## STATED GOAL
Return nothing but the lines from the line containing "of the wooden" through the last line of the records, reproduced exactly.

-- Start of PROVIDED DATA --

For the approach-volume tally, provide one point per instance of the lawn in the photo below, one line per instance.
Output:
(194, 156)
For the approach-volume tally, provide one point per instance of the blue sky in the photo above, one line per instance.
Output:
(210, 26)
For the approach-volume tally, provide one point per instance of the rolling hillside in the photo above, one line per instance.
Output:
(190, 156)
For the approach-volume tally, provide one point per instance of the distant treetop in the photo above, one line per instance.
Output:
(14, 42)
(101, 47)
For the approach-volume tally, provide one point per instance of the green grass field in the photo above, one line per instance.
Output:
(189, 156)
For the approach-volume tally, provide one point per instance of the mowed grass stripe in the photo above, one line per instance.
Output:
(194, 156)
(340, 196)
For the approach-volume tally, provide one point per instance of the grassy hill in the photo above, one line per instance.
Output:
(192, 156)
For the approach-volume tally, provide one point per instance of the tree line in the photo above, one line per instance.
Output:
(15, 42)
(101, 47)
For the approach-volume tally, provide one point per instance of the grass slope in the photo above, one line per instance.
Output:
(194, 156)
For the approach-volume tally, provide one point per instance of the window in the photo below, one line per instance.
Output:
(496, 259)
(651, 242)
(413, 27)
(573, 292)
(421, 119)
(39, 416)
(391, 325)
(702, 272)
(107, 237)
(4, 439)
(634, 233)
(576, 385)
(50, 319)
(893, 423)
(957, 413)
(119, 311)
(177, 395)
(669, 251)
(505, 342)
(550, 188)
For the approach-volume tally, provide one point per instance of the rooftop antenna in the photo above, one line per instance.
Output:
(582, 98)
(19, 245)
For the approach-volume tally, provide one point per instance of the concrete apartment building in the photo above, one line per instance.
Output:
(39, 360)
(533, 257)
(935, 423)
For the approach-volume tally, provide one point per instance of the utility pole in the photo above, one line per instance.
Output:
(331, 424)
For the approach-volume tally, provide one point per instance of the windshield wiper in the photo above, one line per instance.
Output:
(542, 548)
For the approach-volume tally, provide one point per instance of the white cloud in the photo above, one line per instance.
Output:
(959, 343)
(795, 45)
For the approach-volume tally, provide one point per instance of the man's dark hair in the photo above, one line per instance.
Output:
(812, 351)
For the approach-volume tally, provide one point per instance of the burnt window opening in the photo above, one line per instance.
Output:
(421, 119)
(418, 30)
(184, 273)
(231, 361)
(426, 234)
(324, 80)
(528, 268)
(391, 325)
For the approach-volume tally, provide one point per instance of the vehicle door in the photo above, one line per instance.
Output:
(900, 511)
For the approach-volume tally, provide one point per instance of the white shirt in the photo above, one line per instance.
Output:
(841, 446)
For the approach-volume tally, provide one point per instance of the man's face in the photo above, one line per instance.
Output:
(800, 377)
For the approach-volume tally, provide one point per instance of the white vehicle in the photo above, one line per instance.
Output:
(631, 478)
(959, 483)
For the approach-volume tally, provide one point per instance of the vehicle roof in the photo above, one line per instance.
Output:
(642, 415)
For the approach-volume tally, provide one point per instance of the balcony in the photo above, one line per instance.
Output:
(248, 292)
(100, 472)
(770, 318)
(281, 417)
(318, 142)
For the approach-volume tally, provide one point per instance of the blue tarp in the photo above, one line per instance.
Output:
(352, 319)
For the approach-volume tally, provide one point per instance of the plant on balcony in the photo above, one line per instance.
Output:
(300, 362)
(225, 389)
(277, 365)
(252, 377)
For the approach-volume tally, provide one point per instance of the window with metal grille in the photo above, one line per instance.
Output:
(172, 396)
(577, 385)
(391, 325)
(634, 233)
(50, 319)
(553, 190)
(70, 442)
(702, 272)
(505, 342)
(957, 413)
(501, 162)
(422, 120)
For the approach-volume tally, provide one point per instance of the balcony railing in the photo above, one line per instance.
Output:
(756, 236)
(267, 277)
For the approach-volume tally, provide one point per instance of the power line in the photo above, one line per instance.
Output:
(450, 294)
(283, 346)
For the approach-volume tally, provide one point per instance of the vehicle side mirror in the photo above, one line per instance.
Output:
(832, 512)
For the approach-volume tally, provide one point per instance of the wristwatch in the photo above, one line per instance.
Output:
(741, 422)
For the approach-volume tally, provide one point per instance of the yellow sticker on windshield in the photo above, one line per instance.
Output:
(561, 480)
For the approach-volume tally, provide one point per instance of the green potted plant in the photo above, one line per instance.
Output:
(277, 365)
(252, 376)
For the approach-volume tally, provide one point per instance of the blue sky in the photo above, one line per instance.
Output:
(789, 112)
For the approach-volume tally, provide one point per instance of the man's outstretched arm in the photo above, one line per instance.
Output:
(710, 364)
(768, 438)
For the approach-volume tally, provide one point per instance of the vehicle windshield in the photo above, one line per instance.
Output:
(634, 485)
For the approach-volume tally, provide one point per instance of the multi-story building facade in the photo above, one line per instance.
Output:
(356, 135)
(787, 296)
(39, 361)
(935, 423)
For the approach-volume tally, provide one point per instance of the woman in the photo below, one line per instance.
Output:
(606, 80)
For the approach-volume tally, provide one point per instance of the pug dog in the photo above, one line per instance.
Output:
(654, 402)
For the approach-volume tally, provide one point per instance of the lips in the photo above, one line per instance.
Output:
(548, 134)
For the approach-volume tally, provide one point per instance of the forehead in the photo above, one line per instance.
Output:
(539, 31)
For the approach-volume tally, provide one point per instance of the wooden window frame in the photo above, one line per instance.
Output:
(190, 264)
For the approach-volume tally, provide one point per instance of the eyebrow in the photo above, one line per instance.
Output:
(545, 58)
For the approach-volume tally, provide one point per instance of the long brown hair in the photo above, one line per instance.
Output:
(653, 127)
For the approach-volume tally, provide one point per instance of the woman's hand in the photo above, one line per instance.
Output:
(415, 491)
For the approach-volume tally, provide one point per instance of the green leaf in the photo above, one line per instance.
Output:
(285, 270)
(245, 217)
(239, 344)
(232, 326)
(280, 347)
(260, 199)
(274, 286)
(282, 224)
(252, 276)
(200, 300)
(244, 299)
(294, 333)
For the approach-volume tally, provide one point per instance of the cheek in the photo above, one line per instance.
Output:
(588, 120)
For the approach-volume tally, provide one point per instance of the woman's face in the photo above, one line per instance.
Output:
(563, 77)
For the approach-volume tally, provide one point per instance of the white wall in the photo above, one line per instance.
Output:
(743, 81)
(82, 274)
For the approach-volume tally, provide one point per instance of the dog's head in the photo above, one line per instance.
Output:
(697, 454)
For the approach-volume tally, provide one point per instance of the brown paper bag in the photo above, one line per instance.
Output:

-- End of PROVIDED DATA --

## THE COMPLETED TASK
For the approach-volume tally, provide one point per instance of the wooden window frame in the photo above, one line per instance.
Output:
(190, 264)
For the approach-volume tally, provide one point per instance of the eyebrow in the photo above, one line per instance.
Output:
(545, 58)
For the approach-volume tally, provide one point per instance of the long brown hair in the photo above, one line per instance.
Output:
(653, 127)
For the approach-volume tally, provide one point per instance of the woman's hand in the photo above, one line per instance.
Output:
(415, 491)
For the approach-volume tally, provide one point per instance of the green leaf in the photo above, one line per instance.
Output:
(285, 270)
(245, 217)
(239, 344)
(232, 326)
(280, 347)
(260, 199)
(274, 286)
(282, 224)
(252, 276)
(200, 300)
(244, 299)
(294, 333)
For the approach-volume tally, provide one point per instance of the cheek in the photo above, one line per instance.
Output:
(588, 120)
For the approach-volume tally, provide one point per instance of the woman's face in the photo above, one line per instance.
Output:
(563, 77)
For the approach-volume tally, provide one point per instance of the white wall in the photo above, one line per instance.
Output:
(743, 81)
(82, 274)
For the approach-volume tally, provide one point per instance of the dog's head in the photo above, one line per instance.
Output:
(697, 454)
For the approach-volume tally, provide one point per instance of the brown paper bag in the photo above, one line per instance.
Output:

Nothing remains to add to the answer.